= EXERCISE =
Copy out the entries below word for word, starting with the line that contains "Expected: for every instance of the sponsor" and going on through the last line of the entries.

= RECORDED INFORMATION =

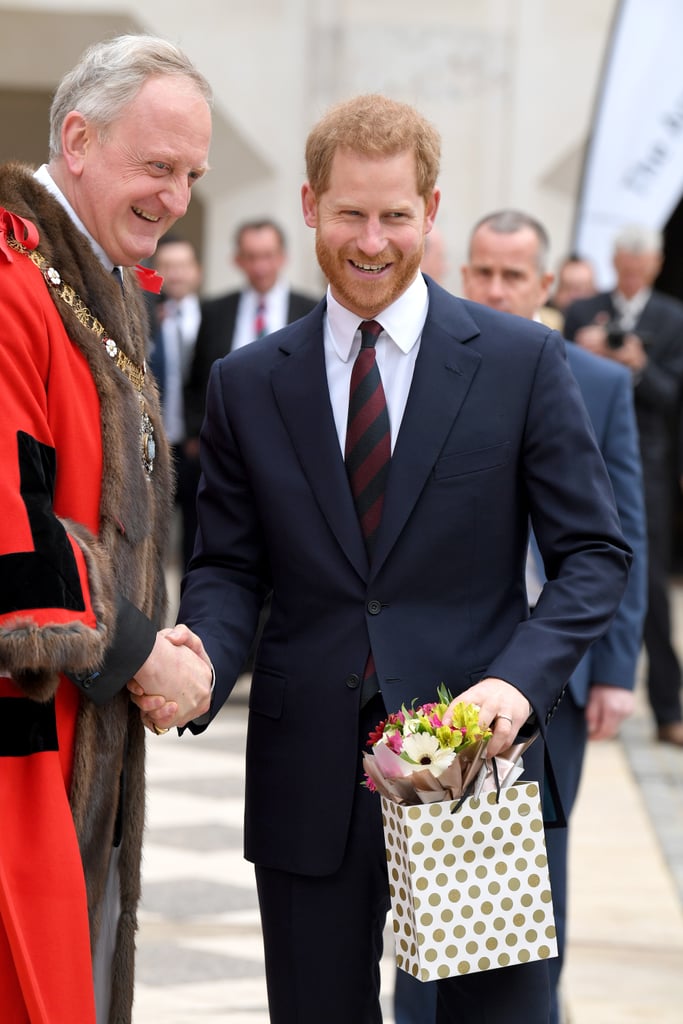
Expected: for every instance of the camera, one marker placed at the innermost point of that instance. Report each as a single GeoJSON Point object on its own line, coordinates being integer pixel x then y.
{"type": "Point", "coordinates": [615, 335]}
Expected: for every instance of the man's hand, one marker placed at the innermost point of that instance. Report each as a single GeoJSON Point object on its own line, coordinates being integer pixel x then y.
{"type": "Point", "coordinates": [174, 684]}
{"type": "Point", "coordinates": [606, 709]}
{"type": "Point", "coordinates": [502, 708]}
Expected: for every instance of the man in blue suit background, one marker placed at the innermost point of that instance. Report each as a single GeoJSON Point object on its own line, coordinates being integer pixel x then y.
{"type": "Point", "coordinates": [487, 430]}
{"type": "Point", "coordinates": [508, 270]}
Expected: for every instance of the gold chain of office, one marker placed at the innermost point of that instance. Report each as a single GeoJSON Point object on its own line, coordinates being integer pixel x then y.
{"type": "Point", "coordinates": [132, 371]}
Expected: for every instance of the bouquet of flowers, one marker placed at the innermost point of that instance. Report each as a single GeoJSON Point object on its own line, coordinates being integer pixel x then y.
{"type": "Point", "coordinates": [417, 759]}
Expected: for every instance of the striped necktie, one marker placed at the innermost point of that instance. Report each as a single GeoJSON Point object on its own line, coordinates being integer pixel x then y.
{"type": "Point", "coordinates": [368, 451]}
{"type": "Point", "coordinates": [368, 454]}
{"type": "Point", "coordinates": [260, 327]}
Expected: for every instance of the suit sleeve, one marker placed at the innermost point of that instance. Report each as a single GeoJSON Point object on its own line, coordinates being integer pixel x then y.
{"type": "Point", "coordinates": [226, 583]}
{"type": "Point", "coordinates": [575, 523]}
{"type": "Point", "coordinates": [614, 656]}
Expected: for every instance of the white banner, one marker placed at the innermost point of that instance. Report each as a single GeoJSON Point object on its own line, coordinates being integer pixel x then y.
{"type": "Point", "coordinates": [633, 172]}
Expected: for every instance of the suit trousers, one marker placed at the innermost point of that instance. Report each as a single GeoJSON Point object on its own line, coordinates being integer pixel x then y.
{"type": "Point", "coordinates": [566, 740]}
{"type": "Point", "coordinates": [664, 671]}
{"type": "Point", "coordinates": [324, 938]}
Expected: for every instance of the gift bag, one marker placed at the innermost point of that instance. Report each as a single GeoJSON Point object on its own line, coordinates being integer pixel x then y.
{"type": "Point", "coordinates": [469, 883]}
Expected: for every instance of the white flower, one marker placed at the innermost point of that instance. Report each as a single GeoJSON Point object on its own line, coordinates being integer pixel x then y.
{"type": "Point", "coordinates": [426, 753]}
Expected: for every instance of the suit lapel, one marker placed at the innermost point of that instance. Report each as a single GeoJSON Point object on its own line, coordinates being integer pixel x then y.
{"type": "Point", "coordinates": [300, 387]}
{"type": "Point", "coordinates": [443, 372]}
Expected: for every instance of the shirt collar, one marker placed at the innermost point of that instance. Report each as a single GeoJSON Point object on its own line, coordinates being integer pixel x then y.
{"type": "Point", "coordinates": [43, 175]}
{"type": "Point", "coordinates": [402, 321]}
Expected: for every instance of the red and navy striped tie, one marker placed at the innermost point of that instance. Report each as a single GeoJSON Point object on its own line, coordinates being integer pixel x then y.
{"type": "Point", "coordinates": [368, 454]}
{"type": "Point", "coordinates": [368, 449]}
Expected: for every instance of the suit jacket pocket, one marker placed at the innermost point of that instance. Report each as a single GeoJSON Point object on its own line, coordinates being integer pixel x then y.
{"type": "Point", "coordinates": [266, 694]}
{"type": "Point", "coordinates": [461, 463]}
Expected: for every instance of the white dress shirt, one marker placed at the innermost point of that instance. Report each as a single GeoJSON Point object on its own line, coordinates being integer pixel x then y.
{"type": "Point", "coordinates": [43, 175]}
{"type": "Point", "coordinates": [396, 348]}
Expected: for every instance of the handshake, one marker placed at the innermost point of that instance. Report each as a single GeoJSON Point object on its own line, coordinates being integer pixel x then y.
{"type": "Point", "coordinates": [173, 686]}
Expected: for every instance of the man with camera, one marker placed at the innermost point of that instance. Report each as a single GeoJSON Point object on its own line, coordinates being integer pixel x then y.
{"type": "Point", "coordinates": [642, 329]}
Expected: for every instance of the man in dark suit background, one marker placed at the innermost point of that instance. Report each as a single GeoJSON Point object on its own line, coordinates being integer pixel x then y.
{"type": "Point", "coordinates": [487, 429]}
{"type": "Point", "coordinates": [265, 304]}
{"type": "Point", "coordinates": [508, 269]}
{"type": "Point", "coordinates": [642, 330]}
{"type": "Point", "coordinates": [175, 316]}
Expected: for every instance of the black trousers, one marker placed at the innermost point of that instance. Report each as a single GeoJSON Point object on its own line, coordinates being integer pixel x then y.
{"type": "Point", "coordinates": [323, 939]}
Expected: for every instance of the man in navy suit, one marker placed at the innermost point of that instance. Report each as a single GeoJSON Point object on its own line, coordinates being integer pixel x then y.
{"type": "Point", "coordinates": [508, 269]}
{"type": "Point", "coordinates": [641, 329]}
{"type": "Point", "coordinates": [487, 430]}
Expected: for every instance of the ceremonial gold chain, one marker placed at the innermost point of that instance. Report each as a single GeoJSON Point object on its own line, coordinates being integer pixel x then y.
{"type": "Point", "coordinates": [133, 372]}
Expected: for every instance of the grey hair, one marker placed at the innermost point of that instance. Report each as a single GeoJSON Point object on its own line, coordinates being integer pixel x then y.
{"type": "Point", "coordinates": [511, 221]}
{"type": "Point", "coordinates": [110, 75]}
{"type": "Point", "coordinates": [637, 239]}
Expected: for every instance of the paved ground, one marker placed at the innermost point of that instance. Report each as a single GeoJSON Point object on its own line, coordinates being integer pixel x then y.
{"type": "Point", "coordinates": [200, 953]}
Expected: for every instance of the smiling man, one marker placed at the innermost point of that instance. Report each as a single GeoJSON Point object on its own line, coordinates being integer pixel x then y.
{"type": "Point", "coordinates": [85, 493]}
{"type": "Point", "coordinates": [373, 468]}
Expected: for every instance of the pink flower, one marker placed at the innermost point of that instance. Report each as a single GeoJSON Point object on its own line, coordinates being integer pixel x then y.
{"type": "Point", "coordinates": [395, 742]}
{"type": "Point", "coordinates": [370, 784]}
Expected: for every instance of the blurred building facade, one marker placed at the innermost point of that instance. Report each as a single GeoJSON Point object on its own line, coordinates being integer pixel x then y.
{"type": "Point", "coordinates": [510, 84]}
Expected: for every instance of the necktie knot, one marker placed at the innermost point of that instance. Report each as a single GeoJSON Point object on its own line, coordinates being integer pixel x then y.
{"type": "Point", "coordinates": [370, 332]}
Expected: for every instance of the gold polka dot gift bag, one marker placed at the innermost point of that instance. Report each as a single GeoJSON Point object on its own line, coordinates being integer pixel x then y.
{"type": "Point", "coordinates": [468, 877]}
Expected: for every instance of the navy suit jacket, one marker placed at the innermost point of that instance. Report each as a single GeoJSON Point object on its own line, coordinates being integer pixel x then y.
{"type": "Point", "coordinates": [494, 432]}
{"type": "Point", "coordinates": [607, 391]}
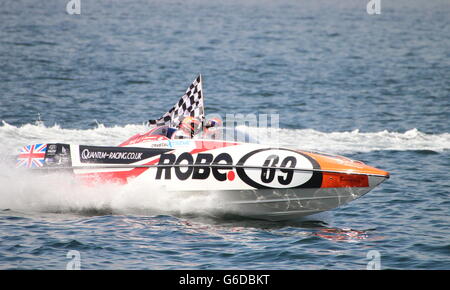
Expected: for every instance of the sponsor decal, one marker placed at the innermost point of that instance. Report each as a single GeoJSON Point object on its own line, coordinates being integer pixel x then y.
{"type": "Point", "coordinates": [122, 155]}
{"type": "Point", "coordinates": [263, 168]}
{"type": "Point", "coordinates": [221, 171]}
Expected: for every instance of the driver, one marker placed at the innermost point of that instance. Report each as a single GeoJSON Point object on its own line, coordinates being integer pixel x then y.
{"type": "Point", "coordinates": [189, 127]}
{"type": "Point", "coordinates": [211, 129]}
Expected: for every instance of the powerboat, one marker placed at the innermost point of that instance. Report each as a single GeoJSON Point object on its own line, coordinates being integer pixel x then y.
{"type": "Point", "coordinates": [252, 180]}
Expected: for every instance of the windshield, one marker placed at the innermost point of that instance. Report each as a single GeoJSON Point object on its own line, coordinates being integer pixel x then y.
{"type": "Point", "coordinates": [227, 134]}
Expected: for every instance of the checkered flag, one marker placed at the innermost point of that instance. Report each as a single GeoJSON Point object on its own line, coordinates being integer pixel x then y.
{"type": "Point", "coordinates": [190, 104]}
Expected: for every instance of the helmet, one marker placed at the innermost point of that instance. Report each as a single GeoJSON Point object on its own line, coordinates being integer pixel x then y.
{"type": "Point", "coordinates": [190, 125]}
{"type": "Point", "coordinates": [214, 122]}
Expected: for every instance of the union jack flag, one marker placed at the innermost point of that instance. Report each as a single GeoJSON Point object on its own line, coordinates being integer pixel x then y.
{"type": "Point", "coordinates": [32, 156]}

= WORKED SOLUTION =
Expected: for every instance of the sponsor decal, one marker placed at the innermost point of that instance. Report each as a single GeoJSON Point object on its own line, coordinates being integer pixel x then y.
{"type": "Point", "coordinates": [122, 155]}
{"type": "Point", "coordinates": [263, 168]}
{"type": "Point", "coordinates": [221, 171]}
Expected: for every instance of the driver, one marker placed at the innermost point of that instance. Report each as a single GeoJSON Point object on its own line, coordinates being integer pixel x then y.
{"type": "Point", "coordinates": [189, 127]}
{"type": "Point", "coordinates": [211, 129]}
Expected: for every instance of the powerboat, one marker placed at the innermost point of that instance. Report each as a single GeoJSON Point object on its own line, coordinates being integer pixel x then y.
{"type": "Point", "coordinates": [252, 180]}
Expected: for every instance of the windshield, one marker placed at the innermost point of that instance. Report each as a single GeoJSON Point object on its own line, coordinates being integer pixel x then y.
{"type": "Point", "coordinates": [227, 134]}
Expected: for every instance of the checkered flag, one marker placed at the innermost point of that instance. Report each as a single GeoJSON Point object on its own line, coordinates being integer pixel x then y.
{"type": "Point", "coordinates": [190, 104]}
Expected: for every instance of the helmet, one marker placed at the innermost point of that instance. Report each as a single GeoJSON Point object on its own line, coordinates being integer pixel x then y.
{"type": "Point", "coordinates": [190, 125]}
{"type": "Point", "coordinates": [214, 122]}
Expected: for every instance of the union jack flag, one marker placed at the innermost point of that instance. Report each as a single GeoJSON Point object on its own line, coordinates being integer pixel x then y.
{"type": "Point", "coordinates": [32, 156]}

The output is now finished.